**Page**.

######

# Wood to Concrete without Drilling



## MattStata

Hi everyone.  I'm a complete beginner, both to this forum and to any sort of construction.  I'm trying to do something that I thought would be simple but is actually turning out to be rather difficult.  I'm trying to set up a bit of a garden on my balcony (I'm in an apartment complex) and I wanted to make 2 large trellises for things that need to climb.  I bought two 4x8 sheets of wood lattice, as the balcony is 8 feet from floor to ceiling.  I also bought 4' long pieces of 1.5"x1.5" pressure treated wood.  I was going to use construction adhesive to attach these pieces of wood to the corners where the floor and the wall meet, and where the ceiling and the wall meet, and then attach the lattice upright to those pieces of wood.  I can't use any other method of attaching the wood because A) I don't have a concrete drill, and B) I'm not allowed to make holes in the walls.  So, anyway, I figured this would work, but there are some problems.  The wood that was going to be glued to the concrete is a bit twisted, not enough to really be noticeable but enough to prevent it from getting very good contact with the conrete to form a seal for the glue.  Second, even though the adhesive I bought says it bonds within several minutes, when I try to do the upper piece it falls down several minutes after I let go, no matter how long I seem to hold it firmly in place to let it bond.  This is probably because of what I said a moment ago, about not getting a very good seal.  So, I'm going to try to find more perfectly straight wood to use, which should solve the problem for the bottom piece, but as for the top piece - any ideas of a simple way I could brace it while it sets, to prevent it from falling down?  Or any other ideas?  Any help would be great, thanks!


----------



## CraigFL

How about cutting the 4' pieces to 1' pieces, or even 6" to 8" pieces so that they will stay until the glue sets?


----------



## MattStata

That's not a bad idea!  Thanks!  I think I'll still need to try to find some wood that doesn't have the subtle twist to it though, in order to get a proper seal.  But yeah, that's a great idea for getting around the need for a brace.  Thanks!


----------



## Blackbyrd2

Actually, if you cut the twisted piece into shorter lengths, the twist will not be as evident, although you will see some rough spots where the pieces line up, as each one flattens part of the twist out.


----------



## glennjanie

Hey Matt:
I have years of experience with glues. If you could find Contec PL 400 I don't think you will have any problems. Back in the 60s and 70s we built over 1,000 houses using PL 400 and never had a glue failure.
Glenn


----------



## bklamert

try getting a caulk gun and buy a couple tubes of general construction adhesive. it is made for stuff like that.
oh, and dont be shy with the adhesive.

######

**Collected material**.
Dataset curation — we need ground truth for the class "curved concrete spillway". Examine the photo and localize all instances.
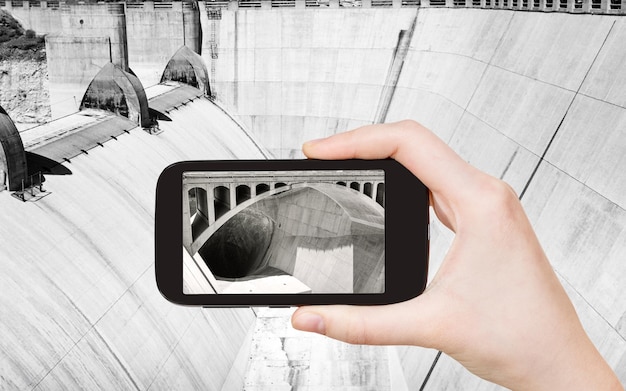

######

**The request**.
Answer these questions from the thread on gluing wood to concrete:
1. How high is the balcony from floor to ceiling?
2. Into what lengths did CraigFL suggest cutting the 4' pieces?
3. How many houses does glennjanie say were built with PL 400?
The data is separate from the thread.

**Solution to this exercise**.
1. 8 feet.
2. 1' pieces, or even 6" to 8" pieces.
3. Over 1,000.